Entries from an annotation dataset

* start *

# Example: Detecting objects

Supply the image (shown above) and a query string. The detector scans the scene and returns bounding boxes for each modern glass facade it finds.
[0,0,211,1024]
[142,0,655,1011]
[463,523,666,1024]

* end *

**GIVEN TASK**
Reproduce every line of the material above, requests included, scaling each bounding-box coordinate in the answers by 2.2 and rounding to the nearest whole number, with halves rounded up.

**WRITTEN ANSWER**
# Example: Detecting objects

Supply the image (shown above) and a query string. The detector scans the scene and returns bounding boxes for each modern glass facade it finds.
[0,0,464,2253]
[312,0,1441,2224]
[1019,1151,1465,2253]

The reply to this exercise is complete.